Written request: Could you pull out every line of the data below and reproduce each one unchanged, in the same order?

Entries supplied:
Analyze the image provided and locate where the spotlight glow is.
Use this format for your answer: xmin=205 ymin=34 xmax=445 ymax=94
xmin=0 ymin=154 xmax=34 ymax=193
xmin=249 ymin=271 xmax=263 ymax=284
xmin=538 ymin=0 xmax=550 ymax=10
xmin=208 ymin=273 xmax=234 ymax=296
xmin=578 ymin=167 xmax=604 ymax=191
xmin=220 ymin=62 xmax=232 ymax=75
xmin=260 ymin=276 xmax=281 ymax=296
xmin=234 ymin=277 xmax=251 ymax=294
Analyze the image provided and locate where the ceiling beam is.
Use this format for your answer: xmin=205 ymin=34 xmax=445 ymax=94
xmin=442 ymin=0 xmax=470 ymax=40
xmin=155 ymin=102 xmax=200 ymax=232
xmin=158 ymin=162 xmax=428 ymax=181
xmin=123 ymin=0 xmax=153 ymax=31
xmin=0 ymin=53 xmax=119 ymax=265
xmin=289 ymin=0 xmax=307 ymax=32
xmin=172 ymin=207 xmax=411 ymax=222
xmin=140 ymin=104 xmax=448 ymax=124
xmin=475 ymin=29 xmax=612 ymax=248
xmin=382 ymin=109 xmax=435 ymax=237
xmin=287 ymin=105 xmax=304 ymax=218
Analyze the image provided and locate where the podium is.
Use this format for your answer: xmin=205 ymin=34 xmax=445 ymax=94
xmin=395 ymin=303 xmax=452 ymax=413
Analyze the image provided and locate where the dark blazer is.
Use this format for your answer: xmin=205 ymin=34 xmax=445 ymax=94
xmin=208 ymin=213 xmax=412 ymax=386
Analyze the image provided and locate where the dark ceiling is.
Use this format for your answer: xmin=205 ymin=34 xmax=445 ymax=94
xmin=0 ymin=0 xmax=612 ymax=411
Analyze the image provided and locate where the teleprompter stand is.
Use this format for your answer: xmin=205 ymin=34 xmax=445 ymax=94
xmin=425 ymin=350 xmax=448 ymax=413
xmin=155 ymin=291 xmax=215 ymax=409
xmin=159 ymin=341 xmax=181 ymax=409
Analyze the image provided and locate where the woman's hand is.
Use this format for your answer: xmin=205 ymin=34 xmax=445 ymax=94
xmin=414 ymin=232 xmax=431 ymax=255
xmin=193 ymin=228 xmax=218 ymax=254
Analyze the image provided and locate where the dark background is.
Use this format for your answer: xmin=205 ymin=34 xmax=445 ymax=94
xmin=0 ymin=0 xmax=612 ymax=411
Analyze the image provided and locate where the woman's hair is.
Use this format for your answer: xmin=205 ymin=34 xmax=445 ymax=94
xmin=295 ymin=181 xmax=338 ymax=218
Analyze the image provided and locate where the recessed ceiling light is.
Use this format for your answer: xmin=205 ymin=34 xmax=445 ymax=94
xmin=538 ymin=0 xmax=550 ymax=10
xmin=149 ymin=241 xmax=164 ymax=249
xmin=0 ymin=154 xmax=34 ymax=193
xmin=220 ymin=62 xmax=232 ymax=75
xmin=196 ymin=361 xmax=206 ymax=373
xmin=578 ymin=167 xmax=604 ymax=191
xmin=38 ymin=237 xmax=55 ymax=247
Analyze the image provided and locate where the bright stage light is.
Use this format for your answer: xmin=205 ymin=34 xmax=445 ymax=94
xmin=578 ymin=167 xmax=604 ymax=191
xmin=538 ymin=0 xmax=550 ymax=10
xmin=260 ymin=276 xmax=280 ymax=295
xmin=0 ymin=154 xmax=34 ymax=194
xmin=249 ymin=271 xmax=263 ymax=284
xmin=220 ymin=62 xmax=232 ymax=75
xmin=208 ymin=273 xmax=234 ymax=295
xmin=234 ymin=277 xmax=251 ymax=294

Answer to this task:
Analyze the image provided and locate where the spotlight glow is.
Use this format for your answer: xmin=205 ymin=34 xmax=445 ymax=94
xmin=0 ymin=154 xmax=34 ymax=193
xmin=249 ymin=271 xmax=263 ymax=284
xmin=538 ymin=0 xmax=550 ymax=10
xmin=208 ymin=273 xmax=234 ymax=296
xmin=578 ymin=167 xmax=604 ymax=191
xmin=220 ymin=62 xmax=232 ymax=75
xmin=260 ymin=276 xmax=281 ymax=296
xmin=234 ymin=277 xmax=251 ymax=294
Analyze the image provided and locate where the ceiling beam is.
Use this format for your answer: xmin=205 ymin=34 xmax=445 ymax=94
xmin=442 ymin=0 xmax=470 ymax=40
xmin=155 ymin=102 xmax=200 ymax=232
xmin=158 ymin=162 xmax=428 ymax=181
xmin=123 ymin=0 xmax=153 ymax=31
xmin=0 ymin=53 xmax=119 ymax=265
xmin=289 ymin=0 xmax=307 ymax=32
xmin=172 ymin=207 xmax=411 ymax=222
xmin=140 ymin=104 xmax=448 ymax=124
xmin=475 ymin=29 xmax=612 ymax=248
xmin=382 ymin=109 xmax=435 ymax=237
xmin=287 ymin=105 xmax=304 ymax=218
Analyze the image provided and locate where the podium is.
Use this format for your answer: xmin=205 ymin=34 xmax=445 ymax=94
xmin=395 ymin=303 xmax=452 ymax=413
Analyze the image provided and locate where the dark blazer is.
Use this format for your answer: xmin=205 ymin=34 xmax=445 ymax=94
xmin=208 ymin=213 xmax=412 ymax=386
Analyze the image provided and locate where the dark ceiling is.
Use this format for your answer: xmin=205 ymin=34 xmax=445 ymax=94
xmin=0 ymin=0 xmax=612 ymax=411
Analyze the image provided and locate where the teleprompter stand is.
Use this format for your answer: xmin=205 ymin=34 xmax=445 ymax=94
xmin=425 ymin=350 xmax=448 ymax=413
xmin=155 ymin=291 xmax=215 ymax=409
xmin=159 ymin=341 xmax=181 ymax=409
Analyze the image provided and locate where the woman's hand is.
Use this format for your answer: xmin=205 ymin=34 xmax=445 ymax=94
xmin=414 ymin=232 xmax=431 ymax=255
xmin=193 ymin=228 xmax=218 ymax=254
Analyze the image provided and locate where the dark background is.
Use this format for your answer: xmin=205 ymin=34 xmax=445 ymax=94
xmin=0 ymin=0 xmax=612 ymax=411
Analyze the image provided and locate where the woman's hair is.
Use this format for your answer: xmin=205 ymin=34 xmax=445 ymax=94
xmin=295 ymin=181 xmax=338 ymax=218
Analyze the image provided and locate where the recessed ceiling light is.
Use this format for your answer: xmin=205 ymin=34 xmax=445 ymax=94
xmin=538 ymin=0 xmax=550 ymax=10
xmin=149 ymin=241 xmax=164 ymax=249
xmin=0 ymin=154 xmax=34 ymax=193
xmin=220 ymin=62 xmax=232 ymax=75
xmin=196 ymin=361 xmax=206 ymax=373
xmin=578 ymin=167 xmax=604 ymax=191
xmin=38 ymin=237 xmax=55 ymax=247
Analyze the image provided and locate where the bright stage light is.
Use this format for your answer: xmin=205 ymin=34 xmax=445 ymax=94
xmin=578 ymin=167 xmax=604 ymax=191
xmin=538 ymin=0 xmax=550 ymax=10
xmin=260 ymin=276 xmax=280 ymax=295
xmin=0 ymin=154 xmax=34 ymax=194
xmin=249 ymin=271 xmax=263 ymax=284
xmin=220 ymin=62 xmax=232 ymax=75
xmin=208 ymin=273 xmax=234 ymax=295
xmin=234 ymin=277 xmax=251 ymax=294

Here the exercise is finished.